SELECTED EXCERPT:
+ + +

Previous Work: Extracting Event Attributes from Unstructured Textual Data for Persistent Situational Awareness

In this collaborative project with Decisive Analytics Corporation (DAC), FrameNet researchers are developing semantic frames for representing the attributes of complex events, which permit more fine-grained analysis than other event recognition frameworks. The researchers are developing event recognition methods focused on organizations and how they plan and carry out actions. These methods are broadly applicable to actions planned and carried out by all types of organizations, such as corporations, government agencies, military units, and insurgent groups. 

Previous Work: Preserving Unwritten Languages

In this project, researchers at ICSI are collaborating with Notre Dame to preserve unwritten languages in danger of disappearing. They are recording speech in a variety of genres and styles using mobile technologies. To enable productive linguistic and language-technology research in the future, they are adding respeaking, in which native speakers listen and repeat each phrase slowly and carefully, as well as oral translation, in which bilingual speakers of the language translate the recordings phrase by phrase into a widely used language such as English.

Previous Work: MetaNet: A Multilingual Metaphor Repository

Researchers from ICSI, UC San Diego, University of Southern California, and UC Merced are building a system capable of understanding metaphors used in American English, Iranian Persian, Russian as spoken in Russia, and Mexican Spanish. The team includes computer scientists, linguists, psychologists, and cognitive scientists.

Previous Work: California Connects

California Connects is a state-level program administered by the Foundation for California Community Colleges that seeks to advance digital opportunity for underserved communities by promoting and enabling digital competency. Among other services, the program provides laptops to community college students, who in return teach people in their communities how to use computers and the Internet. The program also provides free classes in low-income Central Valley communities. The California Connects team at ICSI provides research support for the initiative, evaluating the program's structure and effectiveness in the context of its target population and making recommendations for its future.

Previous Work: BFOIT

BFOIT (the Berkeley Foundation for Opportunities in Information Technology) supports historically underrepresented ethnic minorities and women in their desire to become leaders in the fields of computer science, engineering, and information technology. The intent is to provide youth with knowledge, resources, practical programming skills, and guidance in their pursuit of higher education and production of technology. For more information, visit the BFOIT Web site.

Previous Work: Color, Language, and Thought

In 1978 The World Color Survey (WCS) collected color naming data in 110 unwritten languages from around the world. The ICSI WCS staff (Paul Kay and Richard Cook of ICSI, Terry Regier of University of Chicago) put these data into a single database, available to the scientific community. Several outside laboratories have already used this database for studies.

+ + +

EXTRACTED ENTRIES:
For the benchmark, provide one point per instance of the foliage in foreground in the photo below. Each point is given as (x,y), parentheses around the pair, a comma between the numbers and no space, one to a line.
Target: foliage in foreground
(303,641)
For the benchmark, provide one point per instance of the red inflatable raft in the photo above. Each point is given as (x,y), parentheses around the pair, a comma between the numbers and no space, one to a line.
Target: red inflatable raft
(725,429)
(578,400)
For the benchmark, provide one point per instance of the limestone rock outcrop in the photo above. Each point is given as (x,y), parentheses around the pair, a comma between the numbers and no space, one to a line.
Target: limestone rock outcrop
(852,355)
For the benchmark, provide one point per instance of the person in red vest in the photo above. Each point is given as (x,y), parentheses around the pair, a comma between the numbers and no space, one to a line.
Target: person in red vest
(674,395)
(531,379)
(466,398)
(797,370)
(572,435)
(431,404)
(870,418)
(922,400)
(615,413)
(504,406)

+ + +

TO BE DONE:
A - Answer these from the project summaries, one line each:
(i) Which organization administers California Connects?
(ii) In what year did the World Color Survey collect its color naming data?
(iii) Which institution is ICSI working with to preserve unwritten languages?
B - Based on the project summaries, decide whether each statement holds, answering yes or no and quoting the words that settle it:
(i) MetaNet is meant to understand metaphors used in Mexican Spanish.
(ii) California Connects charges a fee for its classes in Central Valley communities.
(iii) The World Color Survey database is open only to ICSI staff.
C - Reproduce the part of the project summaries between "Previous Work: BFOIT" and "database for studies.", inclusive.

RESPONSE LIST:
A -
(i) The Foundation for California Community Colleges
(ii) 1978
(iii) Notre Dame

B -
(i) Yes: "American English, Iranian Persian, Russian as spoken in Russia, and Mexican Spanish"
(ii) No: "The program also provides free classes in low-income Central Valley communities."
(iii) No: "put these data into a single database, available to the scientific community"

C -
Previous Work: BFOIT

BFOIT (the Berkeley Foundation for Opportunities in Information Technology) supports historically underrepresented ethnic minorities and women in their desire to become leaders in the fields of computer science, engineering, and information technology. The intent is to provide youth with knowledge, resources, practical programming skills, and guidance in their pursuit of higher education and production of technology. For more information, visit the BFOIT Web site.

Previous Work: Color, Language, and Thought

In 1978 The World Color Survey (WCS) collected color naming data in 110 unwritten languages from around the world. The ICSI WCS staff (Paul Kay and Richard Cook of ICSI, Terry Regier of University of Chicago) put these data into a single database, available to the scientific community. Several outside laboratories have already used this database for studies.